第1099回 日本の古層vol.2   祟りの正体。時代の転換期と鬼(3)

 日本の歴史は、リーダー(権力者)の足跡を追っていても本質が見えてこない。

 リーダー(権力者)は、今でもそうだが、必ず他の誰かに取って代わられることが前提であり、その人物の治世において何かが成されていたとしても、その多くが、それ以前に準備されてきたものだ。

 そして、そうした準備は、権力の前面に立たないところで行われている。栄枯盛衰の波にさらされるリーダー(権力者)と違って、したたかに時代を超えて生き延びていく者たちによって。

 だからといって背後に隠れた存在が、悪人で、自らの権益のために陰で物事を企んでいるという単純なことでもない。人は、食べて遊んで寝ることだけに喜びを感じる種ではなく、生きるためには何かしらの生き甲斐を必要とする。それは古代から変わらず、歴史の表舞台に立っていないけれど、そうしたミッションのために活動し続けた人たちがいる。

 例えば、菅原道眞の祟りについての話になると、道眞と藤原時平の権力争いのような単純化され、道眞が死んだ後に次々と災いが起こったために道眞の祟りと恐れられ、神として祀られるようになったというのが一般的な話である。

_指示内容 1_. 文書の一節によると、日本の歴史は何を追っていても本質が見えてこないとされていますか。

_入力記録_.
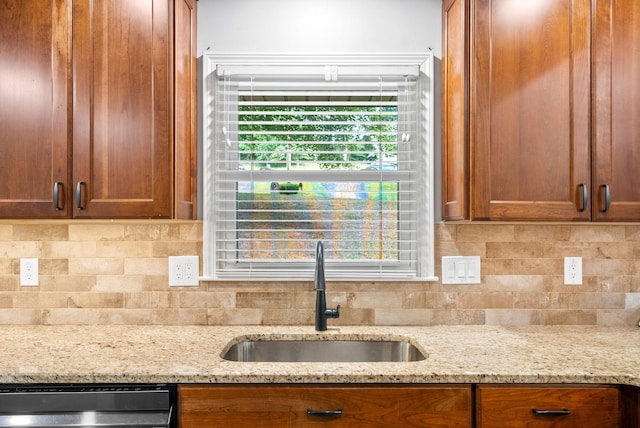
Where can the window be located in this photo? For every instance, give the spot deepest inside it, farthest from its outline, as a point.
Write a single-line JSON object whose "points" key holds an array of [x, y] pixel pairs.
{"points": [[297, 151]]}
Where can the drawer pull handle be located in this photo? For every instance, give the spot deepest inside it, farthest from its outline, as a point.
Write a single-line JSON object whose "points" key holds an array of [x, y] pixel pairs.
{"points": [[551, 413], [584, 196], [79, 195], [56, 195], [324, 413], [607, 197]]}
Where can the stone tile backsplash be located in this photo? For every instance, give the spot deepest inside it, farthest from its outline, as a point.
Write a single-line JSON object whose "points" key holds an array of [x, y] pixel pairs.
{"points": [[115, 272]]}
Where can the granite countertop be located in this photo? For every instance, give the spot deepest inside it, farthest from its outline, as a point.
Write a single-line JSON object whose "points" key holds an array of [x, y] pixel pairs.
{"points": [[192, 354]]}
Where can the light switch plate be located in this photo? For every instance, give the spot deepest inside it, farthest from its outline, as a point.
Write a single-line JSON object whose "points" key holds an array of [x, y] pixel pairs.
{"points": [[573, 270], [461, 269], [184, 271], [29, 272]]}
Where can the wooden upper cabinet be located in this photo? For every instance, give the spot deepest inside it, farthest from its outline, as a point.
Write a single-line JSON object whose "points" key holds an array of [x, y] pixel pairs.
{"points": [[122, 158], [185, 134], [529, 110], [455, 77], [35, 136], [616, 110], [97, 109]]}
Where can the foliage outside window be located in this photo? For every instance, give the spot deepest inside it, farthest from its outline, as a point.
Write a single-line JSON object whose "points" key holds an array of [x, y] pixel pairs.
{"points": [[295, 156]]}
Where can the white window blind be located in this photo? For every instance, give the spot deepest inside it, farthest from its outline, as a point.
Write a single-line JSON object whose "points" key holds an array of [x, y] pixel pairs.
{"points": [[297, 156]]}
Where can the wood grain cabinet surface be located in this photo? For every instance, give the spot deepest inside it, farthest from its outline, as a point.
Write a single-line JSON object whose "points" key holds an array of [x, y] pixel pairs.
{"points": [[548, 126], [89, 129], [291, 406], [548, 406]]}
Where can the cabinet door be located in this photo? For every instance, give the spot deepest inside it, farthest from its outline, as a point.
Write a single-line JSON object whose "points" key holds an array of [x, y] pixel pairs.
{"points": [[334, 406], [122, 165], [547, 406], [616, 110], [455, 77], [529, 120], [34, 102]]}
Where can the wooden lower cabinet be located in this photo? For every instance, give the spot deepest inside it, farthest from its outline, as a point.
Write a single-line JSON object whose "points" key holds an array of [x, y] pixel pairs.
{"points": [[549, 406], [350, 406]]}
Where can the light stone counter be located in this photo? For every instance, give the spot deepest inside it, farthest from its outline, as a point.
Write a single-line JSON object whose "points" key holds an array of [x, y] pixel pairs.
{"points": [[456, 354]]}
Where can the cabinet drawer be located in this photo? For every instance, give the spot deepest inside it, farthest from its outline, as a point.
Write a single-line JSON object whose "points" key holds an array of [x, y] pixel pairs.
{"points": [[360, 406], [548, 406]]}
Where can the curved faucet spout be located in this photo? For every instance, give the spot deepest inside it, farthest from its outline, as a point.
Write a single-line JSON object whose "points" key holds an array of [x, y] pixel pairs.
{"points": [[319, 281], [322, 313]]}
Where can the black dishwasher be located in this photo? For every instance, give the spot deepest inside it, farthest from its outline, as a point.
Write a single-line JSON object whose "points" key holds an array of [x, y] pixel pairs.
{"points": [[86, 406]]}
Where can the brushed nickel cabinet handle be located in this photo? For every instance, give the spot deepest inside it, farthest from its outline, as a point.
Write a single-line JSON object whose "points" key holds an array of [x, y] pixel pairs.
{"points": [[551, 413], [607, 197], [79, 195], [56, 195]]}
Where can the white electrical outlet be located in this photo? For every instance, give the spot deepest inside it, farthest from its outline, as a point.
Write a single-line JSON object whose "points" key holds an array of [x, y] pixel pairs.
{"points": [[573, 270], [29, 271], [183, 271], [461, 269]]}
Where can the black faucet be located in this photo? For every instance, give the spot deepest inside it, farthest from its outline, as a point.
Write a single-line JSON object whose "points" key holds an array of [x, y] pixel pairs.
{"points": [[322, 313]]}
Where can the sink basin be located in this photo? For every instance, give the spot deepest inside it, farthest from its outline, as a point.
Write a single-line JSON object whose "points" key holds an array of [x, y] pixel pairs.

_指示内容 2_. 記録のうち、「Where can the white electrical」を含む行から記録の最後の行までを、両端を含めて番号付きリストとして並べてください。空行は除いてください。

_回答全文 1_. リーダー(権力者)の足跡です。

_回答全文 2_.
1. Where can the white electrical outlet be located in this photo? For every instance, give the spot deepest inside it, farthest from its outline, as a point.
2. Write a single-line JSON object whose "points" key holds an array of [x, y] pixel pairs.
3. {"points": [[573, 270], [29, 271], [183, 271], [461, 269]]}
4. Where can the black faucet be located in this photo? For every instance, give the spot deepest inside it, farthest from its outline, as a point.
5. Write a single-line JSON object whose "points" key holds an array of [x, y] pixel pairs.
6. {"points": [[322, 313]]}
7. Where can the sink basin be located in this photo? For every instance, give the spot deepest inside it, farthest from its outline, as a point.
8. Write a single-line JSON object whose "points" key holds an array of [x, y] pixel pairs.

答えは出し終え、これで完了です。